Please put the lines of the data below into a numbered list, from the line containing "the distant town" up to and including the final line of the data, and leave out any blank lines.

-- START OF Provided material --

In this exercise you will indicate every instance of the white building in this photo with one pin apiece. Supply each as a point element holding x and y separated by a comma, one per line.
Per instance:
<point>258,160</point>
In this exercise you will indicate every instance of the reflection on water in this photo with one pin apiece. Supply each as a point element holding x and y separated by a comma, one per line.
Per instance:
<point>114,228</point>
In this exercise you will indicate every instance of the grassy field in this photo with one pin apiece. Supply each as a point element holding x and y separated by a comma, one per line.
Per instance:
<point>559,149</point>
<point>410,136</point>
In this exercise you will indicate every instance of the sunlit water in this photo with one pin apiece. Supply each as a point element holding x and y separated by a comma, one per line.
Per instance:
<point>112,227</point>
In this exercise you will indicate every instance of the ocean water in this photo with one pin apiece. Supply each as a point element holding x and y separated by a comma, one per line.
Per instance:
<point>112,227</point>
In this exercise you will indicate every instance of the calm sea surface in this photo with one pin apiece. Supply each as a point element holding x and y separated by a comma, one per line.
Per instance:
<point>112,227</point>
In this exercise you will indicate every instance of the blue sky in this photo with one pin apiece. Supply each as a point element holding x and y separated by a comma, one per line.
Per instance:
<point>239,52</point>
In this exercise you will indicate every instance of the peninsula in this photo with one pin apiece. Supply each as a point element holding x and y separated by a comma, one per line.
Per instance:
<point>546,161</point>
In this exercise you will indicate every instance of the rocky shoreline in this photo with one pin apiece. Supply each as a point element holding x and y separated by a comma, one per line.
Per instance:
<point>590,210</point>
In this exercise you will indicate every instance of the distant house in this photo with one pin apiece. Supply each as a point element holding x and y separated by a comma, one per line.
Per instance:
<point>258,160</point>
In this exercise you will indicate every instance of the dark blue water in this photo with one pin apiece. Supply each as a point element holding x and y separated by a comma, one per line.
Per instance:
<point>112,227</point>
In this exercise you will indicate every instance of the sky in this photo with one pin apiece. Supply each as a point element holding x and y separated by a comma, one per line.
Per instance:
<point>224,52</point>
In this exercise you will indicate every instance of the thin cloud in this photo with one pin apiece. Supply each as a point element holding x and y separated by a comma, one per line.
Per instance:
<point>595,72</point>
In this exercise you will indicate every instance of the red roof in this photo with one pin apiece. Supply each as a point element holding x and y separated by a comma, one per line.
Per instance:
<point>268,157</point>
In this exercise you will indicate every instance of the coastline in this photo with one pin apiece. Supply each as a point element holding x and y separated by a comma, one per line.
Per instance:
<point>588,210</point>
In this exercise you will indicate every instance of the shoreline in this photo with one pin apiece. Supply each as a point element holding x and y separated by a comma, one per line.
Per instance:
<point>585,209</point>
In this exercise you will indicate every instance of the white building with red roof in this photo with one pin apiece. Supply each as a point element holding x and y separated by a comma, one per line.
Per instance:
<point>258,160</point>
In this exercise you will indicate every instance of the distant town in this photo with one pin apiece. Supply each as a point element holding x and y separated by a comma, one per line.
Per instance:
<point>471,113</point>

-- END OF Provided material --

▶ Answer to this exercise:
1. In this exercise you will indicate every instance of the distant town in this photo with one pin apiece. Supply each as a point element holding x and y separated by a comma, one per line.
2. Per instance:
3. <point>471,113</point>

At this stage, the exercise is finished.